What is being asked -
Extend the article below about UT Southwestern's HIMSS Analytics Stage 7 awards, picking up after its last sentence.

Hospitals, clinics honored for advanced paperless environments

By Deborah Wormser

HIMSS Analytics Stage 7

The UT Southwestern University Hospitals & Clinics recently received Stage 7 Awards from HIMSS Analytics. The awards honor health care facilities operating in a paperless environment that represent best practices in implementing electronic health records (EHR).

In addition to both University Hospitals – located in the Clements and Zale Lipshy buildings – those attaining Stage 7 on HIMSS’ 0-7 scale included all ambulatory clinics across six locations: James W. Aston Ambulatory Care Center; UT Southwestern Professional Office Buildings 1 and 2; the Harold C. Simmons Comprehensive Cancer Center; UT Southwestern Clinical Center – Richardson/Plano; UT Southwestern Clinical Center – Park Cities; and the Moncrief Clinical Institute, an affiliate of the Harold C. Simmons Comprehensive Cancer Center located in Fort Worth.

Data to examine -
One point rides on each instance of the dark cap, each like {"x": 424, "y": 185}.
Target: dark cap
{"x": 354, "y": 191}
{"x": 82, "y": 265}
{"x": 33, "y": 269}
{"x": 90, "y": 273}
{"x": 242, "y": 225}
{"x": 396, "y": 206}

Solved problem -
UT Southwestern Clinical Center – Richardson/Plano
UT Southwestern Clinical Center – Richardson/Plano

 “UT Southwestern has long recognized that continuous improvement and rigorous research at the bedside are critical components of clinical excellence. Achieving HIMSS Stage 7 is yet another step in our long history of using our EHR system and the associated analytics to improve the delivery of care to our patients,” said Suresh Gunasekaran, Associate Vice President, Health System Management Services at UT Southwestern and Chief Information Officer, Health System.

Instead of paper charts to deliver and manage patient care, the hospitals combine discrete data, document images, and medical images within their electronic health records. The data can be readily shared electronically with all members of hospital care teams, as well as with caregivers at the ambulatory care clinics, he said. In addition, data from multiple records are analyzed to find patterns that could lead to improvements in quality of care, patient safety, or efficiency in health care delivery, Mr. Gunasekaran added.

As of the second quarter of 2014, only 3.2 percent of the more than 5,400 U.S. hospitals in the HIMSS Analytics Database had achieved Stage 7 status, and only 4.3 percent of the more than 26,000 ambulatory clinics in the database received the Stage 7 Ambulatory Award.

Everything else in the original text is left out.